-- START Text provided --

My partner finally loses patience and switches off the TV: “Let’s watch this another time.”
 
Protest is futile. “OK, can you pass me the, er, um, black thing for changing channels…? Actually, I might just go to bed.” With another glass of wine.
 
Sighs of relief all round. Bed is the holy grail just now. The safe place. The place where I spend as much time as I can get away with. The place where nobody can ask anything of me.
 
It’s the noise, I think. The persistent, relentless, inescapable noise. I used to be full of FOMO. To have a role in every social group, an appearance at every occasion was the aim. To feel part of it all. To play a role in it all. Nowadays it’s something closer to FOJI. Joining in is something I spend the majority of my non-working time trying to avoid. “Another cold, Nina? Another family commitment? Really?”

I’m really tired. Not just “in need of a holiday” tired - actually, we’ve just had one of those (have we? Really?!) but bone-achingly exhausted. I’ve been like this, I realise suddenly, for weeks. Maybe months.
 
Here’s the chant. Here’s the noise. The all-invading noise.
 
Not good enough.
Not good enough.
Not good enough.

 
Are you hearing it? A crotchet then a triplet. A refrain. A drum beat.
 
Not good enough.
Not good enough.
Not good enough.

 
My outwards face is persistently, infuriatingly, shrilly positive about being a teacher. I train others, I lead others, I have, for those who value such things, more letters after my name than in my name. I’m an AST, a HOD, an aspiring HT. No mind that those outside teaching would make nothing of these acronyms. I work hard. I paste on the make-up. I smile. I model what I expect to see. I wear heels that make my feet bleed. I even have a separate “business” wardrobe. I cover my tattoo.

-- END Text provided --

Write out, word for word, the stretch from "I’m really tired." through "weeks. Maybe months." in the piece about exhaustion.

-- START Dataset rows --

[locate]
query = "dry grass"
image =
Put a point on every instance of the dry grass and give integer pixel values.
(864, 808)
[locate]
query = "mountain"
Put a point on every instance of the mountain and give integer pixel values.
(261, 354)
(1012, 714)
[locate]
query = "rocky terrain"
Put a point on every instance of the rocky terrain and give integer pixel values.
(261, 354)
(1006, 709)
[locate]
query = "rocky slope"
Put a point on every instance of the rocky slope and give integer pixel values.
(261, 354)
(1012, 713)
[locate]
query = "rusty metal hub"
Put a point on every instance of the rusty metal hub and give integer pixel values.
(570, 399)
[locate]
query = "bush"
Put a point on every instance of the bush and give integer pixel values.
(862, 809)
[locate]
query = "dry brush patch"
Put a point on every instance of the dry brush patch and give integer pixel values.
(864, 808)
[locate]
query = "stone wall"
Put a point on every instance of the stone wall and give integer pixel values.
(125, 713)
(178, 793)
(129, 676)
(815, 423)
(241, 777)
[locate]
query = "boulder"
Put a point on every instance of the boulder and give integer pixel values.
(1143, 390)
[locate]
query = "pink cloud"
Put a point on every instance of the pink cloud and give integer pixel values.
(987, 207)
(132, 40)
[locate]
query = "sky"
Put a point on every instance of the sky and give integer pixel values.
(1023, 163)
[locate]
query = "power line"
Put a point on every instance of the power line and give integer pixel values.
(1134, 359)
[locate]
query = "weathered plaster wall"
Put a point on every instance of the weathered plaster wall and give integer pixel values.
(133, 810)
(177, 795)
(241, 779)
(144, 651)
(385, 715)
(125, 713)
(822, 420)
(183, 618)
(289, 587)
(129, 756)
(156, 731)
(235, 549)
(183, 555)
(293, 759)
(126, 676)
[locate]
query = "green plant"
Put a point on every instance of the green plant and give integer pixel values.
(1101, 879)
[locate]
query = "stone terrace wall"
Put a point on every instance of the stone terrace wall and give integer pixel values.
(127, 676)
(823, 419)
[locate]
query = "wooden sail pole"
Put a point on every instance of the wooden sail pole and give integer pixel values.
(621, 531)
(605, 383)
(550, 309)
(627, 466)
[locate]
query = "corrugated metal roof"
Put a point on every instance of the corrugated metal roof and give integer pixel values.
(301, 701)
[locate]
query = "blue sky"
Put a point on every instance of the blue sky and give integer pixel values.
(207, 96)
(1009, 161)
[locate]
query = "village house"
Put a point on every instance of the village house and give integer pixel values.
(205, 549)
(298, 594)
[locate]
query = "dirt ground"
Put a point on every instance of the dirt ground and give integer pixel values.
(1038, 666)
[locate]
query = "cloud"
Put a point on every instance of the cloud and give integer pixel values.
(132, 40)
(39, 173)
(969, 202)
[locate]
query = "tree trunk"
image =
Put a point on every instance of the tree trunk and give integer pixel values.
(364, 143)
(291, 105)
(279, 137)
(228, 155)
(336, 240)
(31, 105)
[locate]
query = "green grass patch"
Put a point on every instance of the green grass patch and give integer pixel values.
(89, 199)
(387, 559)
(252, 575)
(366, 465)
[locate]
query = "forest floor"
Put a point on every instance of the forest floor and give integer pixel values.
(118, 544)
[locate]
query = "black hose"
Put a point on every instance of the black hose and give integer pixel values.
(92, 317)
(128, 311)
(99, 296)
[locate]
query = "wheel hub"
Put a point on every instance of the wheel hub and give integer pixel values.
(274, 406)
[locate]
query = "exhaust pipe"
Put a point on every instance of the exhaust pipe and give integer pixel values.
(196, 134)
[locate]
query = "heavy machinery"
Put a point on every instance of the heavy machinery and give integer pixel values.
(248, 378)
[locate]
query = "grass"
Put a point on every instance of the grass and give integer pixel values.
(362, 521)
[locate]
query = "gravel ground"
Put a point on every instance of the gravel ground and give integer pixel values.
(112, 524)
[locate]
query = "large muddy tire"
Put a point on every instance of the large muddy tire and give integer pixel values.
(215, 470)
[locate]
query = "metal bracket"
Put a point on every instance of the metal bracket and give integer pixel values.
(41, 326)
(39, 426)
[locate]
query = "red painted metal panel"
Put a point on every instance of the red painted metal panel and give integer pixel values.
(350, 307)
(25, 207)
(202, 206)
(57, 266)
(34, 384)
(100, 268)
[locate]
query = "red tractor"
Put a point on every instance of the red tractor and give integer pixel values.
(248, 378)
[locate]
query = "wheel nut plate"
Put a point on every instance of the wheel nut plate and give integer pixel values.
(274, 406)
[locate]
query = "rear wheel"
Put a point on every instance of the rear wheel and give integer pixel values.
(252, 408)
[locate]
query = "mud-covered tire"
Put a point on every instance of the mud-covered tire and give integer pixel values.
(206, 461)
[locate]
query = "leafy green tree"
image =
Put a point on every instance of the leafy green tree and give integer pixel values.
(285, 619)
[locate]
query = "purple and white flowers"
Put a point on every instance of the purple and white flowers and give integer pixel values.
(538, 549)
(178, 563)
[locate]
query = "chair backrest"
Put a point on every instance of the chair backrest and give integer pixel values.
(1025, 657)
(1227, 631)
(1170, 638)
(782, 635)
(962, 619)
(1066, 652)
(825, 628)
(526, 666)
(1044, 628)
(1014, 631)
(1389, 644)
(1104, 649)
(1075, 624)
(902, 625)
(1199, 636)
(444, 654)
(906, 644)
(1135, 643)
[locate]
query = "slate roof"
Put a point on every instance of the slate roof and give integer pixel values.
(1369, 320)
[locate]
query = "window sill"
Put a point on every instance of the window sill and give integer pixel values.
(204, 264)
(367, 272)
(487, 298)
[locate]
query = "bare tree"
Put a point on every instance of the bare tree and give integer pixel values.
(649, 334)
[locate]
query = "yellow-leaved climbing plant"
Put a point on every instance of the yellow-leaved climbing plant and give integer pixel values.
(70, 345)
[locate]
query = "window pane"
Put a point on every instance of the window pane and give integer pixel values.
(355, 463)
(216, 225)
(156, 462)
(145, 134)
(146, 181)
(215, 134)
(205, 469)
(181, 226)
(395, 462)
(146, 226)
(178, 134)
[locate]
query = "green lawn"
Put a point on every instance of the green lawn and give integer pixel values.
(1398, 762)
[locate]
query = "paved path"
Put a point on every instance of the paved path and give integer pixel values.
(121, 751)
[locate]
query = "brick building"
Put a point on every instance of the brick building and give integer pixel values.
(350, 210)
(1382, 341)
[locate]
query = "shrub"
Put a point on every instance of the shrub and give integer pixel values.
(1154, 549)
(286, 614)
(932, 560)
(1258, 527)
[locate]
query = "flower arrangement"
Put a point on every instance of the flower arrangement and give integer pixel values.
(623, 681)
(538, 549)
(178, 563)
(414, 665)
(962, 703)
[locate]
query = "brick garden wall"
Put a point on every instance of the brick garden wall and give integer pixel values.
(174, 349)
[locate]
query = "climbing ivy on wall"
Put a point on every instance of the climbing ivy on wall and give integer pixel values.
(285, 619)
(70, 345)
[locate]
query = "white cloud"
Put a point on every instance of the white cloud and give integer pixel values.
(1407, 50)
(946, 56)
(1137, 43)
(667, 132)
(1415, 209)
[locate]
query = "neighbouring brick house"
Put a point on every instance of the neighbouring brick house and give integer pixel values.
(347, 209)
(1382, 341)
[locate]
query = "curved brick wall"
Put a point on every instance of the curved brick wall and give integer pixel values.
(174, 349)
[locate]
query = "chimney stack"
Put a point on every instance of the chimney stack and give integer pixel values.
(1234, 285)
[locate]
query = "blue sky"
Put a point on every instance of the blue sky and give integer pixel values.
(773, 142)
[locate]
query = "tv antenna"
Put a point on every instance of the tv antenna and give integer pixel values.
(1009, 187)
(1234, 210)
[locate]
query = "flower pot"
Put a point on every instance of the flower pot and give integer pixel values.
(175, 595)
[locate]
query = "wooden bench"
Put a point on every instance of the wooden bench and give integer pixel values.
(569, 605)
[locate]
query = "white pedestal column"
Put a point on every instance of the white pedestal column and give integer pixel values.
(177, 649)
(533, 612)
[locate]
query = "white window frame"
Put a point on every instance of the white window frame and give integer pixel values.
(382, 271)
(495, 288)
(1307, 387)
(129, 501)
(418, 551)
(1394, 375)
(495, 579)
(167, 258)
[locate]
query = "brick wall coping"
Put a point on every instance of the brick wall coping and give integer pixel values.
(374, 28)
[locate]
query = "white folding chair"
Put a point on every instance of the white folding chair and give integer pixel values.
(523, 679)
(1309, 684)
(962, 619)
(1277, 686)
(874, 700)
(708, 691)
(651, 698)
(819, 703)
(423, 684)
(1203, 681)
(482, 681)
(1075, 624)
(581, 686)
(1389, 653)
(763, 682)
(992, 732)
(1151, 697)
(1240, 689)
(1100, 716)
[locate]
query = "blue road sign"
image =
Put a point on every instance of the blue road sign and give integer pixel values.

-- END Dataset rows --

#### [Written reply]
I’m really tired. Not just “in need of a holiday” tired - actually, we’ve just had one of those (have we? Really?!) but bone-achingly exhausted. I’ve been like this, I realise suddenly, for weeks. Maybe months.